Happily, there is a walk you can do that will embrace the boggling and actually show you just how big space is. It’s in Somerset. On a canal.

The Somerset Space Walk was the bright idea of Tauntonian inventor, poet, astronomer and general dreamer of interesting things Pip Youngman. Fed up of the inability of books to portray the solar system accurately, he set about thinking how to do it in a real and exciting way. He found inspiration in the Bridgwater and Taunton Canal, which runs for 14 miles between his home town and neighbouring Bridgwater. As he worked it out, 14 miles was a perfect distance to create a scale model of the solar system. Two, in fact.

He reduced the solar system to a scale of 1:530,000,000, which means that 1mm on the ground equates to 530km. Then he stuck the model of the sun at the centre point of the canal, and installed two sets of nine planets, one set going north to Bridgwater, the other going south to Taunton. Both models are in the same scale, so in either direction you’ll walk from Sun to Pluto in 6.8 blissful, quiet miles of canalside ambling.

I say blissful and quiet; but actually there’s a lot of mind-blowing that goes on with this walk. It’s not just the distance from planet to planet; it’s the size of them too. The Sun is the size of a Smart car. Pluto is 6.8 miles away and the size of a pea.

▶ **Given instruction 1**
Answer these questions about the Somerset Space Walk passage:
(a) How many miles does the Bridgwater and Taunton Canal run?
(b) To what scale was the solar system reduced?
(c) What is the model Sun the size of?

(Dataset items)
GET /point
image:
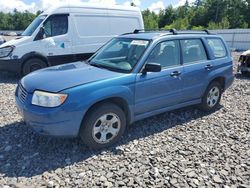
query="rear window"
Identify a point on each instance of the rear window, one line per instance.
(217, 47)
(193, 51)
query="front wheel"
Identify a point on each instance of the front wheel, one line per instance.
(211, 97)
(103, 126)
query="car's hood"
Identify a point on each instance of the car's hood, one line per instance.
(58, 78)
(15, 41)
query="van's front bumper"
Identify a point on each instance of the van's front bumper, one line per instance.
(11, 65)
(50, 121)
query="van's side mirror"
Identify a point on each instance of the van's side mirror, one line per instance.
(152, 67)
(40, 34)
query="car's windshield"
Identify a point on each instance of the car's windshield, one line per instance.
(120, 54)
(33, 26)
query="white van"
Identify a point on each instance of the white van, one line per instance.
(67, 34)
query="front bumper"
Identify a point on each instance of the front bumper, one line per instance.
(50, 121)
(11, 65)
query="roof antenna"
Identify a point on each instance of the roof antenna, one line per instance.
(174, 31)
(207, 31)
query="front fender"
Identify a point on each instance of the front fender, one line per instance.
(82, 101)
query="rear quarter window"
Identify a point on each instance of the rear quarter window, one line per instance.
(217, 47)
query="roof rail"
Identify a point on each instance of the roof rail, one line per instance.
(173, 31)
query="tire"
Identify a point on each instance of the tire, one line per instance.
(211, 97)
(32, 65)
(96, 130)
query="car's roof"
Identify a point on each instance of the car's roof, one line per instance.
(156, 35)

▶ **Given instruction 2**
Please return every line of the listing that contains the string "side". Case counts.

▶ **Written solution 1**
(a) 14 miles
(b) 1:530,000,000
(c) A Smart car

▶ **Written solution 2**
query="van's side mirror"
Identify a point on each instance of the van's side mirror, one line per instance.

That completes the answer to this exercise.